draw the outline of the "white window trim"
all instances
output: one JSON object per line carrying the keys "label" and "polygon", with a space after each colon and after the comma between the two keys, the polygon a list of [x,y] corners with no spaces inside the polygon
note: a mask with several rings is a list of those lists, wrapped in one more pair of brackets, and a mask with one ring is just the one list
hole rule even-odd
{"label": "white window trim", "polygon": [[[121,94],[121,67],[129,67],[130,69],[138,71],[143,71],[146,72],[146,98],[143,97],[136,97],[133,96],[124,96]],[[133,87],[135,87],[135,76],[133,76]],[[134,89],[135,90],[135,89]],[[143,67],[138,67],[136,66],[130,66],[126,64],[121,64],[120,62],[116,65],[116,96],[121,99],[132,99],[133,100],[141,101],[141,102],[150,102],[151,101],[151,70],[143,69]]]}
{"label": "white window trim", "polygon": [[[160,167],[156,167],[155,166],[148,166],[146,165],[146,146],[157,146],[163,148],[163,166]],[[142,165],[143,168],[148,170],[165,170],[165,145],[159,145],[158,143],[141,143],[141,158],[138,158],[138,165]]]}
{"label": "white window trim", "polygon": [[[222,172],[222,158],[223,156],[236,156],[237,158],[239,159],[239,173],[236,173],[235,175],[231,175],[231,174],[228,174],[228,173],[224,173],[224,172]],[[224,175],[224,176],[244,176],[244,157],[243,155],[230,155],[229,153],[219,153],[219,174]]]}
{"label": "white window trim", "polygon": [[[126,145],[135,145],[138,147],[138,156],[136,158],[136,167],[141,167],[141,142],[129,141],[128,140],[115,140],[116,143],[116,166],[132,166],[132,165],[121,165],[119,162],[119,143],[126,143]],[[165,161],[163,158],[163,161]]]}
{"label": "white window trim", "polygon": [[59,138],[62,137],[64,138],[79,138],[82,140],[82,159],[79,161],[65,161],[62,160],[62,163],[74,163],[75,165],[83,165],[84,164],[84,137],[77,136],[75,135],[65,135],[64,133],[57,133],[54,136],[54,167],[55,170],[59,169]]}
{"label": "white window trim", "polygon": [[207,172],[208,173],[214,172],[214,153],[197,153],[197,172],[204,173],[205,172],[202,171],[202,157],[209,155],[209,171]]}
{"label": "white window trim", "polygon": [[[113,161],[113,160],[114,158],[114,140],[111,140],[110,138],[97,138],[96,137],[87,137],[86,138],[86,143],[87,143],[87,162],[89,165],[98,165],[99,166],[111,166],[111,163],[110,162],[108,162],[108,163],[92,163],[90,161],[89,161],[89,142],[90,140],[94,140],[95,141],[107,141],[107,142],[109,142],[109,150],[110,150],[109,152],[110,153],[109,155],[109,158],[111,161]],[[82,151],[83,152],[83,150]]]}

*Your task*: Reproduce every item above line for line, changing no character.

*Written answer*:
draw the outline of the "white window trim"
all instances
output: one JSON object per line carrying the keys "label" and "polygon", with a space after each colon and after the comma between the two keys, the polygon a list of [x,y] corners with no spaces inside the polygon
note: a mask with several rings is a list of those lists, wrapped in one more pair of brackets, and a mask with one ring is just the one list
hole rule even-odd
{"label": "white window trim", "polygon": [[[121,94],[121,67],[129,67],[130,69],[138,71],[143,71],[146,72],[146,98],[143,97],[136,97],[133,96],[124,96]],[[133,87],[135,87],[135,76],[133,76]],[[134,89],[135,90],[135,89]],[[143,67],[138,67],[136,66],[130,66],[126,64],[121,64],[120,62],[116,65],[116,96],[121,99],[132,99],[133,100],[141,101],[141,102],[150,102],[151,101],[151,70],[143,69]]]}
{"label": "white window trim", "polygon": [[[160,167],[156,167],[155,166],[148,166],[146,165],[146,146],[157,146],[163,148],[163,166]],[[142,165],[143,168],[148,170],[165,170],[165,145],[159,145],[158,143],[141,143],[141,158],[138,158],[138,165]]]}
{"label": "white window trim", "polygon": [[[222,172],[222,158],[223,156],[236,156],[237,158],[239,159],[239,173],[236,173],[235,175],[231,175],[231,174],[228,174],[228,173],[224,173],[224,172]],[[224,175],[224,176],[244,176],[244,157],[243,155],[230,155],[229,153],[219,153],[219,174]]]}
{"label": "white window trim", "polygon": [[[126,145],[135,145],[138,147],[138,156],[136,158],[136,167],[141,167],[141,142],[129,141],[128,140],[115,140],[116,143],[116,166],[132,166],[132,165],[121,165],[119,162],[119,143],[126,143]],[[165,161],[163,158],[163,161]]]}
{"label": "white window trim", "polygon": [[59,138],[62,137],[64,138],[79,138],[82,140],[82,159],[79,161],[65,161],[62,160],[62,163],[74,163],[75,165],[83,165],[84,164],[84,137],[77,136],[75,135],[65,135],[64,133],[57,133],[54,136],[54,167],[55,170],[59,169]]}
{"label": "white window trim", "polygon": [[207,172],[208,173],[214,172],[214,153],[197,153],[197,172],[204,173],[205,172],[202,171],[202,157],[209,155],[209,171]]}
{"label": "white window trim", "polygon": [[[113,161],[113,160],[114,158],[114,140],[111,140],[110,138],[97,138],[96,137],[87,137],[86,138],[86,143],[87,143],[87,162],[89,165],[98,165],[99,166],[111,166],[111,163],[110,162],[108,162],[108,163],[92,163],[90,161],[89,161],[89,142],[90,140],[94,140],[95,141],[107,141],[107,142],[109,142],[109,150],[110,150],[109,152],[110,153],[109,155],[109,158],[111,161]],[[82,151],[83,152],[83,150]]]}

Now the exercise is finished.